#### ACTIVITY
Answer these questions from the debate transcript below.
1. What apartment in the speaker's own riding is named?
2. Who moved that clause (c) of subsection 2 of section 5 be struck out?
3. Which words does Hon. Mr. Rhodes say would appear if the clause limited the rent review officer to matters (a) and (b)?

#### STUDY TEXT

--------

I want to dwell again on the concern that we have that the legislation has to be very specific in the Act, in not allowing landlords to unload the costs of unjustified refinancing back on to their tenants. If a landlord in apartment A who has bought the building 20 years ago and has paid off the bulk of his mortgage wants to refinance at current market values and reinvest that money in expansion of his own holdings, he must not be permitted to pass the costs of his refinancing back on to the tenants of building A. It’s as simple as that. Unless the minister is prepared to accept an amendment that will specifically prevent that kind of thing from happening, it is bound to happen, and I am sure that the minister doesn’t want that to happen.

Similarly, I think the costs of rehabilitation should not be borne by the tenant when they result from a series of work orders issued under municipal housing standards bylaws. I have an apartment in my own riding, Quality Court, which you have probably read about. About 60 families living in utterly deplorable circumstances have finally forced the landlord to fix the place up. The landlord will simply retaliate against them unless there is legislative protection. He will simply retaliate against them by jacking up the rates to astronomical levels to cover the cost of the work order work. That ought not to be permissible.

I hope you will accept the amendments in the spirit in which they are offered to prevent what we see as a potentially serious abuse of the Act and to prevent too foreseeable exploitive kinds of arrangements that landlords can make against tenants.

Mr. Chairman: All those in favour of Mr. McClellan’s amendment will please say “aye.”

All those opposed, say “nay.”

In my opinion, the “nays” have it.

Do you want this stacked?

Agreed.

Mr. Chairman: Any further amendments to anything else in section 5?

Mr. Good: Section 5(3)(c).

Hon. Mr. Rhodes: Mr. Chairman, I am wondering if we might deal with 5(2)(c) first.

Mr. Chairman: Let me remind the minister that there is an amendment on the floor now covering that section. It was moved by Mr. Cassidy that clause (c) of subsection 2 of section 5 be struck out.

Mr. Cassidy: On a point of order, Mr. Chairman, if the minister has an amendment which is in the spirit of the suggestion from the member for Riverdale (Mr. Renwick), I would be happy to drop my proposed amendment.

Mr. Chairman: Do all those who have spoken in favour of it agree to withdrawal of the section?

Hon. Mr. Rhodes: Mr. Chairman, I am not sure he wants to withdraw it.

Mr. Cassidy: I want to hear from the minister.

[3:45]

Hon. Mr. Rhodes: I think he would rather hear from me before he withdraws it. I am again going to express my opposition to the amendment and ask that clause (c) remain as is. I don’t believe that this essentially limits the rent review officer to just those matters, as pointed out by the hon. member for Riverdale in (a) and (b). If that was the interpretation then I think we would have the words “shall only consider,” which, of course, do not appear. If we eliminate that clause I have the concern that the rent review officers’ decisions all around the province would have to be brought in attempting to find out what the practices are and how acceptable they are.

I do feel that we can use the regulations, because then they become public knowledge, everyone knows what the rules are, and the landlords and tenants can act with some certainty in their dealings with each other, because they know that they’re not going to be subject to the particular desire or whim or mood of the particular rent review officer at any given time. They know what the rules will be, they will be outlined in the regulations and in the Act itself, and it would be much better, I feel, for both parties to know exactly what their legal rights are. I would continue my opposition to the amendment.

--------

#### MATERIAL PROVIDED

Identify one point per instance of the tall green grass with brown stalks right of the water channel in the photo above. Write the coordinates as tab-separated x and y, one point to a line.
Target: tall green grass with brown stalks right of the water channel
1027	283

--------

#### ANSWER BELOW
1. Quality Court
2. Mr. Cassidy
3. "shall only consider"